### Problem details
Collect every line in the listing below that contains the word "mown", and copy each one out.

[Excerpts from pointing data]
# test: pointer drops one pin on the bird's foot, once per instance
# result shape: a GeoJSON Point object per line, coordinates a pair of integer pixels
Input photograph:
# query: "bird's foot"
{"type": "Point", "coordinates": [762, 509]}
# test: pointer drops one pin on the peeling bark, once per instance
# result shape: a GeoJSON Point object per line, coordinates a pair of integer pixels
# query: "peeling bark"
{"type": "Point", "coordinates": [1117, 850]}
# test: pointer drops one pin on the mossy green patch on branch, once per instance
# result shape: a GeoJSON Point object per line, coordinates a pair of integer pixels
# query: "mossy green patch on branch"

--

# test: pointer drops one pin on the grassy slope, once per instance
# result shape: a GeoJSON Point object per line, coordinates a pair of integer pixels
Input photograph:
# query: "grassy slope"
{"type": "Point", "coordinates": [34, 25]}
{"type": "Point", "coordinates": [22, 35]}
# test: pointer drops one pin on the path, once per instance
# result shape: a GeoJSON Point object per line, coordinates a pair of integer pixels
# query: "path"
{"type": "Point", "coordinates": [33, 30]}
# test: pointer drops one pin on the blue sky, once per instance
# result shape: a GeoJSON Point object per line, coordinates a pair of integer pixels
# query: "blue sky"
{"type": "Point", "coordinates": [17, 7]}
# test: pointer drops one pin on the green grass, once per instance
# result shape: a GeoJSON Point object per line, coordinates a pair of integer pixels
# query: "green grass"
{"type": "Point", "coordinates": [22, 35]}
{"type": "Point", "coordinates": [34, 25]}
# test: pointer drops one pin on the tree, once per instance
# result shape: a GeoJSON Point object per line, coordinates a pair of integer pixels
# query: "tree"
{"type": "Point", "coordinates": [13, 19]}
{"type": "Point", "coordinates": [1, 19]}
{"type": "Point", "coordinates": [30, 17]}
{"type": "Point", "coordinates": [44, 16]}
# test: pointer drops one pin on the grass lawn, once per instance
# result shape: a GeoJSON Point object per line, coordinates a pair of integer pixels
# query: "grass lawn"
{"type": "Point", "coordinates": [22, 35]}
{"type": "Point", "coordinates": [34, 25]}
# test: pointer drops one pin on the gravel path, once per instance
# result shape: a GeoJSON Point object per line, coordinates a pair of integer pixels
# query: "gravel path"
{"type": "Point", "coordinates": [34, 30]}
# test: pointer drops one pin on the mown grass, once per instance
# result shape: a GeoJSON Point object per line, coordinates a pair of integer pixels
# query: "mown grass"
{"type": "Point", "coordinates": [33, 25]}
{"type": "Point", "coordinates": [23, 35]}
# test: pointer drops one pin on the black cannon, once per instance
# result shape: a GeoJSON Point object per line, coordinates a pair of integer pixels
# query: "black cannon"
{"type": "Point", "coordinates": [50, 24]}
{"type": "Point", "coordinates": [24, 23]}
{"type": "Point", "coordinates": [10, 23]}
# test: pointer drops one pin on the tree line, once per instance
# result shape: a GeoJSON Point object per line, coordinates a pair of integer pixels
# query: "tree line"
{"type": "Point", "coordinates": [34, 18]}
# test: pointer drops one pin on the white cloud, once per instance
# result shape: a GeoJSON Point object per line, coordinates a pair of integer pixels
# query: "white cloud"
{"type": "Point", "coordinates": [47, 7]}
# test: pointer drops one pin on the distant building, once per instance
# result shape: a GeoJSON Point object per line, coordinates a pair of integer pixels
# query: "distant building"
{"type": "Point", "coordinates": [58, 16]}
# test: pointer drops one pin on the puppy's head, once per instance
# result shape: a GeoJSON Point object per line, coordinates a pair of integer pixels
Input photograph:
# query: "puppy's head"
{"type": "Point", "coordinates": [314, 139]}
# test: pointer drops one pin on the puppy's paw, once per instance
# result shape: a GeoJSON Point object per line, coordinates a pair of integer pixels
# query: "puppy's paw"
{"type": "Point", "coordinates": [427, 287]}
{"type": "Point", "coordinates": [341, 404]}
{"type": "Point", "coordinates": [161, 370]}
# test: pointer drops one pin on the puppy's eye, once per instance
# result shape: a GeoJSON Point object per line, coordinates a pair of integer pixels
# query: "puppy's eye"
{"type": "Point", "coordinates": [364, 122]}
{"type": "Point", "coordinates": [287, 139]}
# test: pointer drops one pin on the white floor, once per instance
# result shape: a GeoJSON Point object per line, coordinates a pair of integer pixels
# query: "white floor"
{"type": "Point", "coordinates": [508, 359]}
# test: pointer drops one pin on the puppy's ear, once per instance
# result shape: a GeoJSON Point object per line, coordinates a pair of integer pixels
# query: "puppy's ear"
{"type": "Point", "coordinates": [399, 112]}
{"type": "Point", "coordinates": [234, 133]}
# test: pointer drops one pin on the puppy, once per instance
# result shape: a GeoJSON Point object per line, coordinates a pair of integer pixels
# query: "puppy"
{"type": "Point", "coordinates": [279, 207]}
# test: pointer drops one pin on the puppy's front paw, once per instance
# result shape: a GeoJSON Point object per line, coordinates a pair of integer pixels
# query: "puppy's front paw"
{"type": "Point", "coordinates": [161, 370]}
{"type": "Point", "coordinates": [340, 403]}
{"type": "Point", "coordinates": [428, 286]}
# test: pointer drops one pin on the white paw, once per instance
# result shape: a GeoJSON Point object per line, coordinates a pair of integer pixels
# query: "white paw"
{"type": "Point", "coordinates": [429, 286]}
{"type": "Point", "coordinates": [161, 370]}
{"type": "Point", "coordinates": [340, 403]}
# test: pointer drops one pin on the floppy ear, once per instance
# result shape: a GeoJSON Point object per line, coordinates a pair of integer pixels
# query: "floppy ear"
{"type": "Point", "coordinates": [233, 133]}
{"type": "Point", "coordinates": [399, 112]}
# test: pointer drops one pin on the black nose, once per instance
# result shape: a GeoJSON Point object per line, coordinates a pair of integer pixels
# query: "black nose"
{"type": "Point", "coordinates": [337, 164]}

...

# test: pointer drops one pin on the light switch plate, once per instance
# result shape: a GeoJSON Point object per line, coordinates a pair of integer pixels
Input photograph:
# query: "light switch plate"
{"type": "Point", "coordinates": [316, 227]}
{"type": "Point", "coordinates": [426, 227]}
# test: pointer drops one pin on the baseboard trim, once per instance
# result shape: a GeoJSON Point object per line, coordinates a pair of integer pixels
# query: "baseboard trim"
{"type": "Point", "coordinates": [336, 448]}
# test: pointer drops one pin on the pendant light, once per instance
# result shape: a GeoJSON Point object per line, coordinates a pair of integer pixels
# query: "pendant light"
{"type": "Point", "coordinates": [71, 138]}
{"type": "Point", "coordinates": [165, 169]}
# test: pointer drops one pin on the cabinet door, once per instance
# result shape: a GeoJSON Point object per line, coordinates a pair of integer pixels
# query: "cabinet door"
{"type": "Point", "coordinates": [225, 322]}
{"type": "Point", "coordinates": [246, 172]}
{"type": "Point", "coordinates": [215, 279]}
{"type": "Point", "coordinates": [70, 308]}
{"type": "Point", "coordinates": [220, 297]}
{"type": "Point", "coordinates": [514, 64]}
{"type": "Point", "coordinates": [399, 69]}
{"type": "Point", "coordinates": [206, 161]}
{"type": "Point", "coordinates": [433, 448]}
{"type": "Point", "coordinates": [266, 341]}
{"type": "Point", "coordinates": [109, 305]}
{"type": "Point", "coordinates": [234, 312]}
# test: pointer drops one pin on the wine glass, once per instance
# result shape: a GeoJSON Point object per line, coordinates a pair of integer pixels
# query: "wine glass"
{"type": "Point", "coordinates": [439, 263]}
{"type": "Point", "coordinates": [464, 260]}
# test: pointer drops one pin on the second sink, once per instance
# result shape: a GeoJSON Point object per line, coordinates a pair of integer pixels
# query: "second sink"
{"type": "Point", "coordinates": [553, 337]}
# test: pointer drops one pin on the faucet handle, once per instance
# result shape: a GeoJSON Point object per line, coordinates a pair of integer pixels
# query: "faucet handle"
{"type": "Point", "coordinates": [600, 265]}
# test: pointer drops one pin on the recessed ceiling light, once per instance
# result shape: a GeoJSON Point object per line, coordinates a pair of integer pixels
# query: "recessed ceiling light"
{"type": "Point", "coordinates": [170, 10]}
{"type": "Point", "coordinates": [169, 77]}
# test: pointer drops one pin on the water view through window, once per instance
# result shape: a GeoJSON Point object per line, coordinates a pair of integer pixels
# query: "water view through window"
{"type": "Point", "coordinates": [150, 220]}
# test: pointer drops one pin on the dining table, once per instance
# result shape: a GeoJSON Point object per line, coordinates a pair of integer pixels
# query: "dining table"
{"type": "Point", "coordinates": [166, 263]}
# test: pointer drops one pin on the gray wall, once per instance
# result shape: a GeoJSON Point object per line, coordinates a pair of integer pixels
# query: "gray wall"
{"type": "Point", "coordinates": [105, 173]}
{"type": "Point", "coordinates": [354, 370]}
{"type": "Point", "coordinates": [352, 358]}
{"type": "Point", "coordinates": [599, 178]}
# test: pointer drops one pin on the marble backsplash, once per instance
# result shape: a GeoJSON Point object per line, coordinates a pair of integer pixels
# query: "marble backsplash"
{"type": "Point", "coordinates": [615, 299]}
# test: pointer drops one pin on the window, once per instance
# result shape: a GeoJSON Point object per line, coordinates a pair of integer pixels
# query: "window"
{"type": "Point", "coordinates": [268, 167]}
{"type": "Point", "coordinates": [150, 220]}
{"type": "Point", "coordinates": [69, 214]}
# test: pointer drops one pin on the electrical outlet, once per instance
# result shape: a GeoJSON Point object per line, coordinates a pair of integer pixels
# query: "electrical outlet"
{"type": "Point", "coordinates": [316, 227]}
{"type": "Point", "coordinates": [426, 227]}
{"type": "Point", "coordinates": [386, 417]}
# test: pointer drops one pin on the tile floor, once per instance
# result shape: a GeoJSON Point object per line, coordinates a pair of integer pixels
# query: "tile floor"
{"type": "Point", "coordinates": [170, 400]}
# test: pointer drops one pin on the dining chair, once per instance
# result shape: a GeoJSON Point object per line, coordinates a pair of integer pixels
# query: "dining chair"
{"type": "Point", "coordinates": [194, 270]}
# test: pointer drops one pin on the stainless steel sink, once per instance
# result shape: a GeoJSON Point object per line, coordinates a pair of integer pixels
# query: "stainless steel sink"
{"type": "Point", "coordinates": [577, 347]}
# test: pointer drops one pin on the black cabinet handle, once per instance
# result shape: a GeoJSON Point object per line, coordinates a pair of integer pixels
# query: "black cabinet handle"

### Complete response
# test: pointer drops one pin on the mown grass, once per instance
# query: "mown grass"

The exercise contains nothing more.